**Brief**
Give the entries again exactly, every one of them.

**Data**
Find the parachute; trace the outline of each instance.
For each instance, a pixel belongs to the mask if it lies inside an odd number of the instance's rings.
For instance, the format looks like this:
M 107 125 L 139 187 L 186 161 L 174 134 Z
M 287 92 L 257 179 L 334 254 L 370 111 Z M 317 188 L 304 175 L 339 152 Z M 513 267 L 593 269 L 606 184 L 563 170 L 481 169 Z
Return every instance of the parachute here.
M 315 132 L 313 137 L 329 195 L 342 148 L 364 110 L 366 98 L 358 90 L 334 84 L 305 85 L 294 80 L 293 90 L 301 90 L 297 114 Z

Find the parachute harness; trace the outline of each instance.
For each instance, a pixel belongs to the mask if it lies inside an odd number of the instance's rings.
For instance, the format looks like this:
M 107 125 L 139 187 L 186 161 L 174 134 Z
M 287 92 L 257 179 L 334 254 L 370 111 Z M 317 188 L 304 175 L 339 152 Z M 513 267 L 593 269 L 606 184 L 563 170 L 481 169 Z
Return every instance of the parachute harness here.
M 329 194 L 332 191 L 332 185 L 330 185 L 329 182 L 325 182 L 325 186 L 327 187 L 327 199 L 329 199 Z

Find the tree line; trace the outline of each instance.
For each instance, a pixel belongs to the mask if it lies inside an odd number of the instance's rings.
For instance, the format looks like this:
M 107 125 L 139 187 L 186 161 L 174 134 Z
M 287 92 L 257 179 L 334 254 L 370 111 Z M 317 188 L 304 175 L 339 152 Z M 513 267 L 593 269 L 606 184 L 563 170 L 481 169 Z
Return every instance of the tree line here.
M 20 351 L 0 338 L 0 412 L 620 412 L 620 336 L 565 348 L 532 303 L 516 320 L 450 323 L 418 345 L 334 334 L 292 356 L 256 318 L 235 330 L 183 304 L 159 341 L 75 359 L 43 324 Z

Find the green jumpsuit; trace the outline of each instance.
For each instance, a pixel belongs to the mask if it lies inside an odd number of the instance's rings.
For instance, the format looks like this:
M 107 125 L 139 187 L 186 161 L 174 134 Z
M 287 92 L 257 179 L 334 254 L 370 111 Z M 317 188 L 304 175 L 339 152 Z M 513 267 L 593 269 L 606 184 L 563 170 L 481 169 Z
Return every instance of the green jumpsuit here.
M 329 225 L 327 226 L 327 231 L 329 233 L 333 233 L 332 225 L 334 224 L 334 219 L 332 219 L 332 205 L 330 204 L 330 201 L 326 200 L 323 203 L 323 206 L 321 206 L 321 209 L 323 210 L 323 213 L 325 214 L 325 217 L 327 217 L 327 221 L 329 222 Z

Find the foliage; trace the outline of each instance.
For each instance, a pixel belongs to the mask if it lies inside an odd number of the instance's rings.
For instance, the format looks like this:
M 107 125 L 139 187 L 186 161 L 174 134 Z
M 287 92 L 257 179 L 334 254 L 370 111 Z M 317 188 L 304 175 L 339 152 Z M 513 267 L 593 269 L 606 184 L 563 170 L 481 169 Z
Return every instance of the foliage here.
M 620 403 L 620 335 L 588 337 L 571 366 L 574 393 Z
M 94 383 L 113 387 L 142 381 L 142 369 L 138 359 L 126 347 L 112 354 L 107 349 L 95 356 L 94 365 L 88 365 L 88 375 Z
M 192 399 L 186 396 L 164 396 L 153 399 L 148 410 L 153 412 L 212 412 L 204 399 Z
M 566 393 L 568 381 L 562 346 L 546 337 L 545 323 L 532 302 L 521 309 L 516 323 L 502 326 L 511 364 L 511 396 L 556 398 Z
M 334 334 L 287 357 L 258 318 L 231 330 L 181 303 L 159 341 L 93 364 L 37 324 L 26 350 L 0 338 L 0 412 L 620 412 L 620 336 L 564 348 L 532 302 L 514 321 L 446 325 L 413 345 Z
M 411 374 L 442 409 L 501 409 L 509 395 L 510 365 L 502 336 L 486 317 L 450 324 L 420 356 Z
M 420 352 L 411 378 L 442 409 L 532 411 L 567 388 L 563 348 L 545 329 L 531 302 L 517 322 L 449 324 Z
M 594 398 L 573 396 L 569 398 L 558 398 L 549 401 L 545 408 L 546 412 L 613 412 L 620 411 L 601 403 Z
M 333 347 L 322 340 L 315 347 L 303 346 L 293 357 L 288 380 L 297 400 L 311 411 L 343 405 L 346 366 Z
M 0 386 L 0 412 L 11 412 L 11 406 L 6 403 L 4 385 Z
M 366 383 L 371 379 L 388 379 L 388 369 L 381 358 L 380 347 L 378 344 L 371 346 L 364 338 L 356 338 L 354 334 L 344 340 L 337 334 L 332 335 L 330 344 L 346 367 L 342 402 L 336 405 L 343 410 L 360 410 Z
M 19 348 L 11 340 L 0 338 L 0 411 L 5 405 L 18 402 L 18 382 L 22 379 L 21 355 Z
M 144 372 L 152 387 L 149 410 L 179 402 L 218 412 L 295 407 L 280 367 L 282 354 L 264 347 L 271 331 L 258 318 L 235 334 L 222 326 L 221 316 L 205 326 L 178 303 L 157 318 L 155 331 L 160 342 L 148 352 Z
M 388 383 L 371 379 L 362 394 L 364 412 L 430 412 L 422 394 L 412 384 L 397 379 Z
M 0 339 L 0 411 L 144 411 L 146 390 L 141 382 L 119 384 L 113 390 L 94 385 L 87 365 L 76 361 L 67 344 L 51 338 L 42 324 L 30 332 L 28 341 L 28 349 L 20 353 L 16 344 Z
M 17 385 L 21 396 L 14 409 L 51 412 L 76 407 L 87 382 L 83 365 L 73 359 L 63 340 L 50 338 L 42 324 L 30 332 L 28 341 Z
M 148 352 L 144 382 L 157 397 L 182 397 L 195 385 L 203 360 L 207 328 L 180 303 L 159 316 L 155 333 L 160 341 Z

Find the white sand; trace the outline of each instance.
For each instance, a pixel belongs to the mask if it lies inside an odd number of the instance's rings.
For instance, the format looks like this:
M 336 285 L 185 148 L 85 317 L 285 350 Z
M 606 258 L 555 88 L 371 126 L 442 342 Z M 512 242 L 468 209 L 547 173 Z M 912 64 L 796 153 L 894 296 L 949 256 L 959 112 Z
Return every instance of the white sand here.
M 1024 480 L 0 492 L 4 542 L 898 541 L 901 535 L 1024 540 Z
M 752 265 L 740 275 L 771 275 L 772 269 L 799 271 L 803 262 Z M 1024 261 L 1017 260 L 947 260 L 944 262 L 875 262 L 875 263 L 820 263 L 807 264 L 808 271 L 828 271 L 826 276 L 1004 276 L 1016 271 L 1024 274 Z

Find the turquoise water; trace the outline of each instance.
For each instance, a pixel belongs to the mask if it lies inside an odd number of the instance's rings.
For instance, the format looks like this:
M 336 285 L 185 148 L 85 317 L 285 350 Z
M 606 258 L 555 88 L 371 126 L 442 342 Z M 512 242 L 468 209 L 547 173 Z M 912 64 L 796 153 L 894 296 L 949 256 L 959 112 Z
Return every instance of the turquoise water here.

**Solution to the exercise**
Find the parachute; trace the outline of each instance.
For each instance, a pixel belongs to the mask if it lies inside an odd number of the instance's rings.
For instance, the format looks like this:
M 107 125 L 139 187 L 186 161 L 174 134 Z
M 287 92 L 257 179 L 334 254 L 370 111 Z M 317 188 L 304 175 L 339 152 Z M 513 267 L 593 269 L 606 184 L 563 170 L 481 169 Z
Return every instance of the parachute here.
M 315 132 L 313 137 L 329 195 L 342 148 L 364 110 L 366 98 L 358 90 L 334 84 L 305 85 L 294 80 L 293 90 L 301 90 L 297 114 Z

Find the parachute harness; trace the outline of each instance.
For each instance, a pixel belongs to the mask if it lies inside an odd number of the instance's rings.
For instance, the format looks like this:
M 107 125 L 139 187 L 186 161 L 174 134 Z
M 287 92 L 257 179 L 334 254 L 370 111 Z M 317 188 L 304 175 L 339 152 Z M 513 267 L 593 269 L 606 184 L 563 170 L 481 169 Z
Return every instance of the parachute harness here.
M 329 194 L 332 191 L 332 185 L 330 185 L 329 182 L 325 182 L 325 186 L 327 187 L 327 199 L 329 199 Z

Find the tree line; trace the outline of each instance.
For each instance, a pixel belongs to the mask if it lies inside an odd number of the instance's rings.
For instance, the format looks like this:
M 107 125 L 139 187 L 186 161 L 174 134 Z
M 287 92 L 257 179 L 334 254 L 370 111 Z M 317 188 L 304 175 L 339 152 Z M 513 267 L 593 269 L 606 184 L 563 170 L 481 169 Z
Return every instance of the tree line here.
M 20 351 L 0 338 L 0 412 L 620 412 L 620 336 L 565 348 L 532 303 L 516 320 L 450 323 L 418 345 L 334 334 L 292 356 L 256 318 L 235 330 L 183 304 L 159 341 L 75 359 L 43 324 Z

Find the green jumpsuit; trace the outline of each instance.
For each instance, a pixel belongs to the mask if it lies inside an odd number of the instance's rings.
For instance, the format looks like this:
M 107 125 L 139 187 L 186 161 L 174 134 Z
M 287 92 L 257 179 L 334 254 L 370 111 Z M 317 188 L 304 175 L 339 152 Z M 513 267 L 593 269 L 606 184 L 563 170 L 481 169 Z
Return every instance of the green jumpsuit here.
M 329 225 L 327 226 L 327 231 L 329 233 L 333 233 L 332 225 L 334 224 L 334 219 L 332 219 L 332 205 L 330 204 L 330 201 L 326 200 L 323 203 L 323 206 L 321 206 L 321 209 L 323 210 L 323 213 L 325 214 L 325 217 L 327 217 L 327 221 L 329 222 Z

Find the foliage; trace the outline of each instance.
For each instance, a pixel belongs to the mask if it lies inside an odd number of the instance's rings.
For instance, the format looks like this:
M 107 125 L 139 187 L 186 161 L 174 134 Z
M 287 92 L 257 179 L 334 254 L 370 111 Z M 317 188 L 304 175 L 339 152 Z M 513 267 L 593 269 L 606 184 L 563 170 L 481 169 Z
Return every instance of the foliage here.
M 620 403 L 620 335 L 588 337 L 571 366 L 574 393 Z
M 94 383 L 113 387 L 142 381 L 142 369 L 138 359 L 126 347 L 112 354 L 107 349 L 95 356 L 94 365 L 88 365 L 88 375 Z
M 192 399 L 186 396 L 164 396 L 153 399 L 148 410 L 153 412 L 212 412 L 204 399 Z
M 566 393 L 568 381 L 562 346 L 546 337 L 545 323 L 532 302 L 521 309 L 516 323 L 502 326 L 511 364 L 511 396 L 556 398 Z
M 334 334 L 287 357 L 258 318 L 231 330 L 181 303 L 159 341 L 93 364 L 37 324 L 26 350 L 0 338 L 0 412 L 620 412 L 620 336 L 564 348 L 532 302 L 514 321 L 446 325 L 413 345 Z
M 411 374 L 442 409 L 501 409 L 509 395 L 510 365 L 502 336 L 486 317 L 450 324 L 420 356 Z
M 420 352 L 411 378 L 442 409 L 532 411 L 567 388 L 563 348 L 545 329 L 531 302 L 517 322 L 449 324 Z
M 594 398 L 573 396 L 569 398 L 558 398 L 549 401 L 545 408 L 546 412 L 613 412 L 620 411 L 601 403 Z
M 333 347 L 322 340 L 315 347 L 303 346 L 293 357 L 288 380 L 297 400 L 311 411 L 343 405 L 346 366 Z
M 0 386 L 0 412 L 11 412 L 11 406 L 6 403 L 4 385 Z
M 366 383 L 371 379 L 388 379 L 388 369 L 381 358 L 380 347 L 378 344 L 371 346 L 364 338 L 356 338 L 354 334 L 344 340 L 337 334 L 332 335 L 330 344 L 346 367 L 342 402 L 336 405 L 343 410 L 360 410 Z
M 19 348 L 11 340 L 0 338 L 0 411 L 5 405 L 18 402 L 18 382 L 22 379 L 21 355 Z
M 144 372 L 152 387 L 149 410 L 179 402 L 218 412 L 295 407 L 280 367 L 282 354 L 264 347 L 271 331 L 258 318 L 235 334 L 222 326 L 221 316 L 205 326 L 178 303 L 157 318 L 155 331 L 160 342 L 148 352 Z
M 388 383 L 371 379 L 362 394 L 364 412 L 430 412 L 422 394 L 412 384 L 397 379 Z
M 0 339 L 0 411 L 144 411 L 146 390 L 141 382 L 119 384 L 113 390 L 94 385 L 87 365 L 76 361 L 67 344 L 51 338 L 42 324 L 30 332 L 28 341 L 28 349 L 20 353 L 16 344 Z
M 17 385 L 21 396 L 14 409 L 51 412 L 76 407 L 87 382 L 83 365 L 73 359 L 63 340 L 50 338 L 42 324 L 30 332 L 28 341 Z
M 148 352 L 144 382 L 157 397 L 182 397 L 195 385 L 203 360 L 207 328 L 180 303 L 159 316 L 155 333 L 160 341 Z

Find the white sand; trace the outline of each instance.
For each instance, a pixel belongs to the mask if it lies inside an odd number of the instance's rings.
For instance, the format looks like this:
M 336 285 L 185 148 L 85 317 L 285 350 Z
M 606 258 L 555 88 L 371 126 L 442 342 Z M 512 242 L 468 209 L 547 173 Z M 912 64 L 796 153 L 894 296 L 949 256 L 959 112 Z
Return every instance of the white sand here.
M 1024 480 L 0 492 L 4 542 L 898 541 L 901 535 L 1024 540 Z
M 752 265 L 740 275 L 771 275 L 772 269 L 799 271 L 803 262 Z M 1024 261 L 1017 260 L 947 260 L 944 262 L 875 262 L 875 263 L 820 263 L 807 264 L 808 271 L 828 271 L 826 276 L 1004 276 L 1016 271 L 1024 274 Z

Find the turquoise water; trace the outline of each instance.
For each instance, a pixel belongs to the mask if it lies inside an odd number of the instance's rings.
For instance, the format looks like this:
M 336 285 L 185 148 L 85 317 L 285 350 Z
M 606 258 L 555 88 L 371 126 L 442 342 Z M 512 242 L 468 209 L 547 173 Z M 912 64 L 796 153 L 894 296 L 949 256 L 959 112 Z
Return every instance of the turquoise water here.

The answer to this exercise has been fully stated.